[Start of Attachment]
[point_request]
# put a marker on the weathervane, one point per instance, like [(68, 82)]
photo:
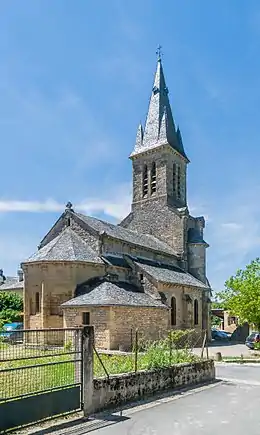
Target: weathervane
[(159, 52)]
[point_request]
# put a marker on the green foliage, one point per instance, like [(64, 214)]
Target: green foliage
[(215, 321), (217, 304), (182, 339), (242, 294), (68, 346), (9, 316), (10, 301), (257, 345)]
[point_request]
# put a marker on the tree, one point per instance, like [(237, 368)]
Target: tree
[(241, 296), (11, 306)]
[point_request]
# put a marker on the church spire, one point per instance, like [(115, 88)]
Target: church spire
[(159, 127)]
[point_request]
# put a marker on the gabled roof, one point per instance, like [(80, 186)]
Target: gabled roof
[(67, 246), (159, 127), (107, 293), (170, 275), (126, 235)]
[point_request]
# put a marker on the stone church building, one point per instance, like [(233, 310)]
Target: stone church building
[(147, 272)]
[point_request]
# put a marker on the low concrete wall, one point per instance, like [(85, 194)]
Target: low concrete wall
[(133, 386)]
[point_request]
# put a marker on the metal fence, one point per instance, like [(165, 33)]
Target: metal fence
[(175, 347), (40, 374)]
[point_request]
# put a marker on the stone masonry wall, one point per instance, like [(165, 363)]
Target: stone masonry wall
[(99, 318), (156, 218), (113, 325), (119, 389), (184, 311), (55, 283)]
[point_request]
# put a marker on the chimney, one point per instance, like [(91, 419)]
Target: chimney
[(20, 275)]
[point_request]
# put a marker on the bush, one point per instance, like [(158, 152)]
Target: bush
[(9, 316), (11, 306), (11, 301), (183, 339), (257, 345)]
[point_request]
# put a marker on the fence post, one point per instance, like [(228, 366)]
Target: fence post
[(170, 344), (136, 349), (88, 365), (203, 345)]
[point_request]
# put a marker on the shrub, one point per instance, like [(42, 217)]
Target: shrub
[(183, 339), (8, 316)]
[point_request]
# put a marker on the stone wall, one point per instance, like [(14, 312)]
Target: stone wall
[(118, 389), (99, 318), (113, 325)]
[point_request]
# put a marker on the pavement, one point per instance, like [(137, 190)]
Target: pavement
[(228, 406), (227, 350)]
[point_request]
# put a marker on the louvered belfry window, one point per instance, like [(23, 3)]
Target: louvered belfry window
[(153, 178), (145, 181)]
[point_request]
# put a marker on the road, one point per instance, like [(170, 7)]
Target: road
[(228, 350), (228, 406)]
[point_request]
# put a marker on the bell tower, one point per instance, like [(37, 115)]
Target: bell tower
[(159, 160)]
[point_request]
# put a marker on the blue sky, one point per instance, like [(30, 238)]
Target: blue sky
[(75, 79)]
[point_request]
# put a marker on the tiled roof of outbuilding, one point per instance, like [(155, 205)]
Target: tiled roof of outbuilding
[(129, 236), (107, 293), (171, 275), (12, 283)]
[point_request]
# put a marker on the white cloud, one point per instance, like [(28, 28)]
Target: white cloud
[(115, 203)]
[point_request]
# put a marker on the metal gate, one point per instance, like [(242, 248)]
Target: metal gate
[(40, 375)]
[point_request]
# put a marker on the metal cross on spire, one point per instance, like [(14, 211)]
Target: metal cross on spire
[(159, 52)]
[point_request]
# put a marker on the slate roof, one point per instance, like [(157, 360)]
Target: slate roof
[(67, 246), (171, 275), (12, 283), (129, 236), (107, 293), (159, 127), (194, 236)]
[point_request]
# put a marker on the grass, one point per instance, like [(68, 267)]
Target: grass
[(40, 377)]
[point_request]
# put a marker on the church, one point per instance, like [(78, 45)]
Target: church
[(148, 272)]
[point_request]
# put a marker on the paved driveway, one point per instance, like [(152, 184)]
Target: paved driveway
[(230, 406), (229, 349)]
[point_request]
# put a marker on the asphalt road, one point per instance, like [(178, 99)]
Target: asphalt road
[(230, 406)]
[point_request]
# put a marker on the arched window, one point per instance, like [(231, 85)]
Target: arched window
[(145, 181), (37, 302), (173, 311), (174, 178), (179, 182), (196, 312), (153, 178)]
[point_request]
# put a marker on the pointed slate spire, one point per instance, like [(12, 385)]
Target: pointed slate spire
[(163, 128), (180, 143), (159, 126), (139, 138)]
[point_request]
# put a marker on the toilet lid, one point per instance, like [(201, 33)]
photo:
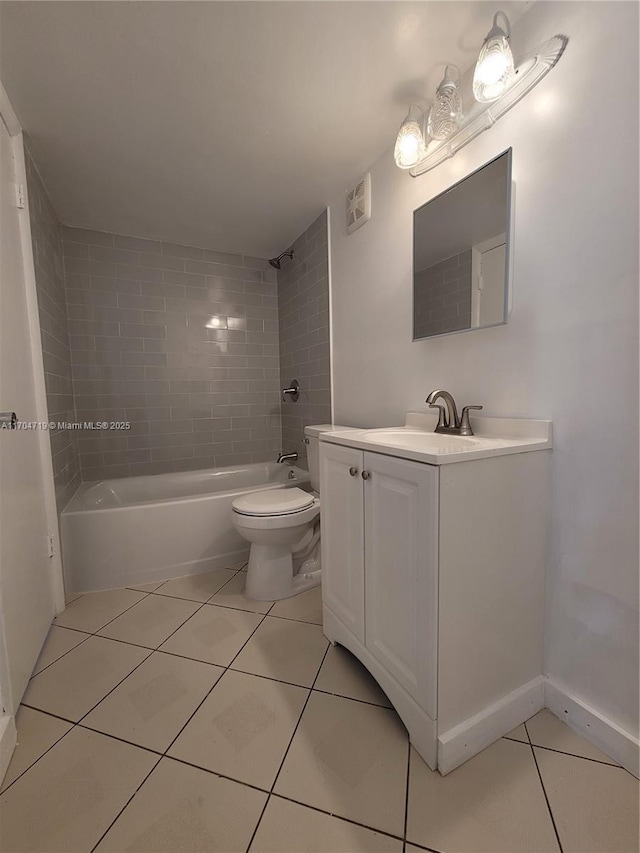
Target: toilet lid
[(273, 502)]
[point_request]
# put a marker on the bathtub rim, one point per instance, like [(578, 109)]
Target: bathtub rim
[(299, 481)]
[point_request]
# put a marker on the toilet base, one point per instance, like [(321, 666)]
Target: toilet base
[(270, 574)]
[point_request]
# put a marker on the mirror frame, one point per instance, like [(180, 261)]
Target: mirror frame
[(509, 228)]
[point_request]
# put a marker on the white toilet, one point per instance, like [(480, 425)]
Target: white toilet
[(283, 526)]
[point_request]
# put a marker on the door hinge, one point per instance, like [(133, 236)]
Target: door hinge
[(21, 198)]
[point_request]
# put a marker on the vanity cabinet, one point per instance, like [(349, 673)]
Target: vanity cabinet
[(433, 576)]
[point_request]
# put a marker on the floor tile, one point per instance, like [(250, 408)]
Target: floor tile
[(36, 733), (492, 804), (67, 800), (289, 828), (197, 587), (151, 706), (288, 651), (519, 733), (151, 621), (232, 595), (59, 641), (545, 729), (595, 806), (213, 635), (305, 607), (349, 759), (71, 686), (243, 728), (343, 674), (95, 609), (184, 809)]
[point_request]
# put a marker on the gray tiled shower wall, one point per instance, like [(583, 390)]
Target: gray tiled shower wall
[(182, 343), (303, 314), (46, 237), (442, 300)]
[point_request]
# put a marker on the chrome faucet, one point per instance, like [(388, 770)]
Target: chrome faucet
[(448, 420), (287, 457)]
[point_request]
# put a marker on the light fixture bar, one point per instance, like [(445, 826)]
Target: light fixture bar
[(483, 116)]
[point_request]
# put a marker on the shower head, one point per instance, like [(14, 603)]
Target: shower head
[(277, 262)]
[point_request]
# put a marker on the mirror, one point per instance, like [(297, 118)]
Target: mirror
[(461, 254)]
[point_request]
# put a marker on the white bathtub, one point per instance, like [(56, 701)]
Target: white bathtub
[(141, 529)]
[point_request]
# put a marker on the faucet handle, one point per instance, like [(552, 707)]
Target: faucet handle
[(465, 426), (442, 417)]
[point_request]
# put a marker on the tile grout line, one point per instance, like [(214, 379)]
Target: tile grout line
[(218, 680), (126, 804), (88, 633), (544, 790), (164, 754), (286, 752), (4, 791), (152, 650), (78, 723), (344, 819)]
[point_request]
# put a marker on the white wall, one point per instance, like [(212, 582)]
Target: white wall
[(570, 350)]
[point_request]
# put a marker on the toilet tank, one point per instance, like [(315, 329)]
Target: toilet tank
[(312, 433)]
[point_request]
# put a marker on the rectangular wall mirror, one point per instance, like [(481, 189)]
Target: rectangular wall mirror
[(461, 254)]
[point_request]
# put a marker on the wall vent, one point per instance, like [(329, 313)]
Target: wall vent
[(359, 204)]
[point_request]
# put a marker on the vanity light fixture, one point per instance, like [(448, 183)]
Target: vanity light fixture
[(411, 146), (497, 86), (445, 115), (494, 70)]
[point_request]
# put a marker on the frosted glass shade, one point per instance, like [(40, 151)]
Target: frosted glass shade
[(494, 71), (445, 115), (410, 146)]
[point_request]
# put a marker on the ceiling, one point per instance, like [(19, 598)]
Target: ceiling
[(227, 125)]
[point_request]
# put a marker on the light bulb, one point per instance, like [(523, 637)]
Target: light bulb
[(410, 145), (445, 115), (494, 70)]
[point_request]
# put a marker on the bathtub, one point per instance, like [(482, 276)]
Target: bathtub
[(142, 529)]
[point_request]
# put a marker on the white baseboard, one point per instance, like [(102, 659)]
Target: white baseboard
[(471, 736), (8, 740), (602, 732)]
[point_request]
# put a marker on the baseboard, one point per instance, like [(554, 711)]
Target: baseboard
[(8, 741), (468, 738), (602, 732)]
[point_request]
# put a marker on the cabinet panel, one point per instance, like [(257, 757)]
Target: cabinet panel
[(401, 553), (342, 521)]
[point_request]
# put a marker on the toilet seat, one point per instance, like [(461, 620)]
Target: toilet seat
[(273, 502)]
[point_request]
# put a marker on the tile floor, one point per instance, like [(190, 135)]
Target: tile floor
[(182, 717)]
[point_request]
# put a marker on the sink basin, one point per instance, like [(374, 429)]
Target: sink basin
[(417, 439)]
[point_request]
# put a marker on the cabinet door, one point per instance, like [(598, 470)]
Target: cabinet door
[(342, 531), (401, 569)]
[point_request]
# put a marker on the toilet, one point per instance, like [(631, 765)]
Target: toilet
[(283, 527)]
[End of Attachment]
▶ Task details: Everything above from the line containing "# put a marker on the bathtub rim, one" through the line containing "# put a marker on the tile grout" must be copied exactly. Nothing outside that range belongs in the answer.

▶ Completed task:
# put a marker on the bathtub rim, one point per instance, like [(578, 109)]
Target: bathtub rim
[(299, 481)]
[point_request]
# put a marker on the toilet base, one point per instance, like [(321, 666)]
Target: toilet base
[(270, 574)]
[point_request]
# put a marker on the mirror frame, one point per instance, like [(180, 261)]
Target: mirror frame
[(509, 228)]
[point_request]
# put a marker on the white toilet, one point per instance, like [(480, 425)]
Target: white toilet
[(283, 526)]
[point_request]
# put a marker on the door hinge, one point per instance, like [(133, 236)]
Target: door hinge
[(21, 198)]
[point_request]
# put a marker on the vanity cabinet, one point per instance, like [(349, 673)]
Target: vanity cabinet
[(433, 576)]
[point_request]
# put a marker on the floor tile, one point per instance, like [(250, 408)]
Target: floor tile
[(36, 733), (492, 804), (67, 800), (289, 828), (197, 587), (151, 706), (288, 651), (519, 733), (151, 621), (232, 595), (59, 641), (545, 729), (595, 806), (213, 635), (305, 607), (349, 759), (71, 686), (243, 728), (343, 674), (95, 609), (184, 809)]
[point_request]
# put a marker on the gray tiled shower wall, one point per instance, like [(583, 390)]
Target: gray tiled shower wall
[(182, 343), (303, 314), (46, 237), (442, 300)]
[point_request]
# put a marker on the chrome faucet, one point per instance, like [(388, 770)]
Target: chrome faucet
[(448, 420), (287, 457)]
[point_request]
# put a marker on the light fixture bar, one point per instance, like [(445, 826)]
Target: light fixture bar
[(483, 116)]
[point_request]
# put a marker on the shower head, one point per instance, like [(14, 603)]
Target: shower head
[(277, 262)]
[point_request]
# put a marker on the mirror, one point per instance, like [(297, 118)]
Target: mirror
[(461, 254)]
[point_request]
# put a marker on the white bathtub, one point per instance, like [(56, 701)]
Target: white bathtub
[(141, 529)]
[point_request]
# put a marker on the faucet handle, one point per instance, like [(552, 707)]
Target: faucet handle
[(465, 426), (442, 417)]
[point_request]
# put a marker on the tile grout line, one point per instance, like [(214, 379)]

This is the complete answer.